* _Records for processing_
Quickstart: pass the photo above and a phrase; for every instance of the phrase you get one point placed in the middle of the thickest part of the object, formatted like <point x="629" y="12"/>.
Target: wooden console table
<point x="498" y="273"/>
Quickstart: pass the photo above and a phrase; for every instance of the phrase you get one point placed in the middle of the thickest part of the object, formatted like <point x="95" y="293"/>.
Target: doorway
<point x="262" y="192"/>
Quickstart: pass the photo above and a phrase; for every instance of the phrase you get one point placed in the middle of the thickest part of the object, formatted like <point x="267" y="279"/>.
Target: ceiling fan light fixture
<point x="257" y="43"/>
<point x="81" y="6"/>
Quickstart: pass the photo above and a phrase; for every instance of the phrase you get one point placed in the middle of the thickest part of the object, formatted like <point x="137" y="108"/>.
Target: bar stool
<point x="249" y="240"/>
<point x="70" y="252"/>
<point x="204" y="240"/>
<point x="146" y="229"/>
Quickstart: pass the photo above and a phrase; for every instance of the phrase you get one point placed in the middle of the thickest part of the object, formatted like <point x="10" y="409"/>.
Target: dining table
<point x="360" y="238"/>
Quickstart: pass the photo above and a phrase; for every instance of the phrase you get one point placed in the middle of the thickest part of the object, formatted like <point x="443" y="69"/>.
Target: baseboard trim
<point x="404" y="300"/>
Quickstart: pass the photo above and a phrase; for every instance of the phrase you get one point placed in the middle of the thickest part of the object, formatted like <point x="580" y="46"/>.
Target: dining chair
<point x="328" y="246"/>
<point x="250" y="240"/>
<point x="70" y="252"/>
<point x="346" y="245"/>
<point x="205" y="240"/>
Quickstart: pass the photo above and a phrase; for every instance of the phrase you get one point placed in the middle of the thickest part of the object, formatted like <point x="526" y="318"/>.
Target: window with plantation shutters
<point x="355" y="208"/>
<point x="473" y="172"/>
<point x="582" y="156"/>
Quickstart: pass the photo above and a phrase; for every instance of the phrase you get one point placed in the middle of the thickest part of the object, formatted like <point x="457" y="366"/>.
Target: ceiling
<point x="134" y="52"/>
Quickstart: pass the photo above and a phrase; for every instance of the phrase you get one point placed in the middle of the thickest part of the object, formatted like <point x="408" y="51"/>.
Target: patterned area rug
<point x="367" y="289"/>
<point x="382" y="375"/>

* _Exercise details_
Set the data above down again in full, exactly as it reads.

* _Written answer_
Quickstart: pass the photo above and a phrase; for every instance of the phrase you get one point placed in the middle of the thickest part of the object, formatted like <point x="629" y="12"/>.
Target: wooden console table
<point x="498" y="273"/>
Quickstart: pass the photo above and a phrase; for every instance of the phrase you get one point placed in the middle of the thickest part of the object, formatted like <point x="95" y="293"/>.
Target: doorway
<point x="262" y="192"/>
Quickstart: pass the photo above and a phrase; for every instance of the phrase you get one point placed in the middle of the thickest part of the object, formatted like <point x="267" y="279"/>.
Target: ceiling fan light fixture
<point x="257" y="43"/>
<point x="81" y="6"/>
Quickstart: pass the photo above and a phrase; for every instance of the phrase you get one point placed in the middle of the thickest part of the object, formatted like <point x="137" y="108"/>.
Target: bar stool
<point x="249" y="240"/>
<point x="70" y="252"/>
<point x="204" y="240"/>
<point x="146" y="229"/>
Quickstart: pass the photo above and a phrase; for every instance of the phrase you get one point placed in the middle of the thickest part of the object, formatted like <point x="10" y="409"/>.
Target: dining table
<point x="360" y="238"/>
Quickstart: pass the photo above and a phrase; for every instance of the phrase you get one point placed in the middle of the thickest part of the object, formatted like <point x="443" y="69"/>.
Target: baseboard trim
<point x="404" y="300"/>
Quickstart: pass the photo above and a phrase; for every instance of the phrase you get one point placed in the middle of the thickest part of the object, formatted like <point x="580" y="46"/>.
Target: dining chair
<point x="328" y="246"/>
<point x="250" y="240"/>
<point x="70" y="252"/>
<point x="346" y="245"/>
<point x="205" y="240"/>
Quickstart: pass the photo above and a phrase; for every instance of the phrase you get one point placed in the middle of the thickest part of the object, formatted like <point x="526" y="318"/>.
Target: window with plantation shutters
<point x="355" y="208"/>
<point x="473" y="172"/>
<point x="582" y="156"/>
Quickstart: pass the photo above and a phrase; for every instance of the phrase you get one point placed in the middle of the thickest part of the object, formatted like <point x="457" y="366"/>.
Target: ceiling
<point x="134" y="52"/>
Quickstart: pass the photo above and a phrase; for every instance of the phrase you get one point placed in the middle of the thickest part of the object, formatted like <point x="408" y="51"/>.
Target: patterned area rug
<point x="367" y="289"/>
<point x="382" y="375"/>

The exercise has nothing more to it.